(begin)

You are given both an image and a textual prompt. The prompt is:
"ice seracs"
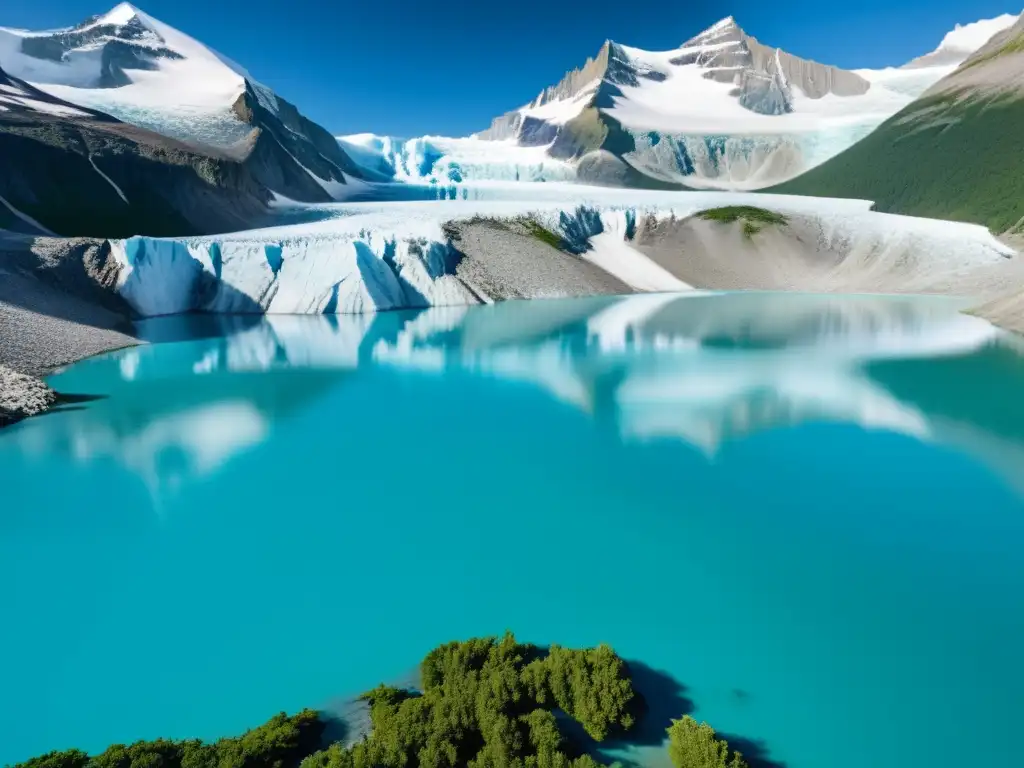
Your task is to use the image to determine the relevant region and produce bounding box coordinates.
[380,16,1013,190]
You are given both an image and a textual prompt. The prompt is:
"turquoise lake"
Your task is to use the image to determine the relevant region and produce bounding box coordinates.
[0,293,1024,768]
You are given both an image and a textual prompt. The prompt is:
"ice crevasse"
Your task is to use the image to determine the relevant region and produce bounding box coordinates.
[112,206,636,316]
[112,198,1011,316]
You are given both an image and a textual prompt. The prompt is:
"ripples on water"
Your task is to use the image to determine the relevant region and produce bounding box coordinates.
[0,294,1024,768]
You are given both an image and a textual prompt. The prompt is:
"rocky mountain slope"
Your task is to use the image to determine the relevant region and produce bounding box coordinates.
[777,12,1024,236]
[0,3,361,202]
[0,63,271,237]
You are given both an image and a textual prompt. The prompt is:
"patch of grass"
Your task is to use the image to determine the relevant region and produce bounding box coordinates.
[697,206,790,225]
[521,218,565,251]
[763,93,1024,232]
[743,221,761,240]
[697,206,790,239]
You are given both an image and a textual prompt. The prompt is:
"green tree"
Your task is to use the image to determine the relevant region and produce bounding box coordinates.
[669,716,748,768]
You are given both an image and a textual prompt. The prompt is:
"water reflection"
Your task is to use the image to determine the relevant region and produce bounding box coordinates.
[8,294,1024,489]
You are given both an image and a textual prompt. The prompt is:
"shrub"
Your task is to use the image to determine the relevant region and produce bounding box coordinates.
[669,716,748,768]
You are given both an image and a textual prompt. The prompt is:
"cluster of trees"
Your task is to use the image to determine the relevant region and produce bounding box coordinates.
[14,634,746,768]
[302,634,638,768]
[14,710,325,768]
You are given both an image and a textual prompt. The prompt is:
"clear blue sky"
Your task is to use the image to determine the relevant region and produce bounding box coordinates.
[0,0,1024,136]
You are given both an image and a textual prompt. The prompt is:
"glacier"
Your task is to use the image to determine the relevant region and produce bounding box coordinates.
[338,133,575,188]
[112,183,1011,316]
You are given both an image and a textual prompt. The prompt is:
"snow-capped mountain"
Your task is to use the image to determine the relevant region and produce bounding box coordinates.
[904,13,1020,69]
[0,3,360,202]
[776,11,1024,234]
[0,61,271,237]
[342,16,1015,189]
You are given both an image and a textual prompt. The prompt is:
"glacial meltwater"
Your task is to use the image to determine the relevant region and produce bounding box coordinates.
[0,294,1024,768]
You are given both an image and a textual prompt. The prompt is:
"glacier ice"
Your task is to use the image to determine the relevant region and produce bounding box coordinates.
[112,191,1008,316]
[338,133,575,187]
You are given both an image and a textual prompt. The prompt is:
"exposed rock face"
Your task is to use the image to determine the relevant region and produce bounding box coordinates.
[476,16,870,188]
[0,70,270,238]
[0,366,57,427]
[672,16,870,115]
[232,80,360,202]
[14,16,181,88]
[0,4,361,203]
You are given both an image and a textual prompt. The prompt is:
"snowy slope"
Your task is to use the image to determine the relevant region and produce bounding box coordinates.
[99,183,1008,315]
[428,16,1013,189]
[0,61,270,237]
[0,3,359,202]
[0,3,252,147]
[905,13,1020,69]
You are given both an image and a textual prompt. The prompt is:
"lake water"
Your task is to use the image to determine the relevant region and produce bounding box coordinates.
[0,294,1024,768]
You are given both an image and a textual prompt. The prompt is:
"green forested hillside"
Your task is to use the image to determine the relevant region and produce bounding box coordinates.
[764,92,1024,232]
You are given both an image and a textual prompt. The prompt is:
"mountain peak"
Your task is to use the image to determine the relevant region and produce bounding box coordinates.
[84,3,142,27]
[903,13,1024,70]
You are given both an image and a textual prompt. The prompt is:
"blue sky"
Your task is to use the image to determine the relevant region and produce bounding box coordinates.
[0,0,1021,136]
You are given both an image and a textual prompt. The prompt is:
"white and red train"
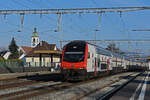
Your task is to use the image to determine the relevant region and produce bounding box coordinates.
[61,40,146,80]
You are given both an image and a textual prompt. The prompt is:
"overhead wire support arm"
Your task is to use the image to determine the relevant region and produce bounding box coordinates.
[0,7,150,14]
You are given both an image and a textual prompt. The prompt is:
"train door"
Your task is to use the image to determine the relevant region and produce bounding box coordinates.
[87,44,94,72]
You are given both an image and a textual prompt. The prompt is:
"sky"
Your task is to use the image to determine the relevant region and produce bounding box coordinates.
[0,0,150,54]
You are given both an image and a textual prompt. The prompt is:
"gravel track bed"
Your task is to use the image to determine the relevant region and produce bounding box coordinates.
[27,72,137,100]
[0,81,61,100]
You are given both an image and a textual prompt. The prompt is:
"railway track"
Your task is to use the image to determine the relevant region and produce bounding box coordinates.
[0,72,139,100]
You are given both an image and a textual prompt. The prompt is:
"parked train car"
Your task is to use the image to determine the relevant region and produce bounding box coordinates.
[61,40,148,80]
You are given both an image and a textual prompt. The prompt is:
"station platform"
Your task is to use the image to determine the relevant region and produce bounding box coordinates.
[0,71,60,80]
[110,72,150,100]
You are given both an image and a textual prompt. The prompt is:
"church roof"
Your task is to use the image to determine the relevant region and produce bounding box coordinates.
[32,27,39,37]
[21,46,33,54]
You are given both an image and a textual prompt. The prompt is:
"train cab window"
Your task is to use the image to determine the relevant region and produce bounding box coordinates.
[88,52,90,59]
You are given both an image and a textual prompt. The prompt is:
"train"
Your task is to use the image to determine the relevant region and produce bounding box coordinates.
[61,40,147,80]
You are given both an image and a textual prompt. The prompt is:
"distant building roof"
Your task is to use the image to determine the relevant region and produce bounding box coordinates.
[21,46,33,54]
[26,41,60,57]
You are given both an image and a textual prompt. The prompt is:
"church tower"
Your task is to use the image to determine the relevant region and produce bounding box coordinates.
[31,28,39,47]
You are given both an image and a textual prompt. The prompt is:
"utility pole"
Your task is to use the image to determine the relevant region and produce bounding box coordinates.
[58,14,62,49]
[128,41,130,56]
[94,13,101,45]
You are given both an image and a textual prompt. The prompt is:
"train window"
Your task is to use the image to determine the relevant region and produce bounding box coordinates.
[63,42,86,62]
[88,52,90,58]
[101,64,107,69]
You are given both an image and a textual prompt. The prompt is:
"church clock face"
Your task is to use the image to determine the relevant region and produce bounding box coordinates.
[33,42,36,46]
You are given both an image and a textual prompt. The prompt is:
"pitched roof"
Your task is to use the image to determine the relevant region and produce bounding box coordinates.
[26,41,60,57]
[21,46,33,54]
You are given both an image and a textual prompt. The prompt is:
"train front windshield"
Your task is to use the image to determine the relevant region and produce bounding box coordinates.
[63,42,86,62]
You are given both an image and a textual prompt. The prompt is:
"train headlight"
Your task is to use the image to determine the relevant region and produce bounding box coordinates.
[79,68,84,69]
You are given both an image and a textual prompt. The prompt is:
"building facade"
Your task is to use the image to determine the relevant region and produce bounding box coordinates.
[31,28,39,48]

(end)

● Stated goal
Render the records, from the first line through the line containing "[0,63,271,237]", as a Markdown table with the columns Row and Line, one row per line. Skip blank lines and leave the pictures out.

● Answer to the problem
| Row | Line |
|---|---|
| 1 | You are given both an image and a textual prompt. The prompt is: |
| 2 | "ice seracs" |
| 3 | Your task is to use the image to determine the relevant region and produce bounding box coordinates. |
| 4 | [380,16,1013,190] |
| 5 | You are given both an image and a textual prompt. The prompt is: |
| 6 | "turquoise lake" |
| 7 | Your task is to use the image to determine the relevant region and produce bounding box coordinates. |
| 8 | [0,293,1024,768] |
| 9 | You are given both an image and a textual prompt. The prompt is: |
| 10 | "ice crevasse" |
| 11 | Your task is to use the image to determine the relevant region and produce bounding box coordinates. |
| 12 | [112,206,636,316] |
| 13 | [112,198,1011,316] |
| 14 | You are given both an image and a textual prompt. The prompt is: |
| 15 | "ripples on water" |
| 16 | Your task is to use the image to determine the relevant region and produce bounding box coordinates. |
| 17 | [0,294,1024,768] |
| 18 | You are given both an image and a textual prompt. The prompt is: |
| 19 | "rocky mountain slope" |
| 20 | Your task is to use the image to determine the relevant region and produce bounding box coordinates. |
| 21 | [777,12,1024,236] |
| 22 | [0,3,361,202] |
| 23 | [0,63,271,237] |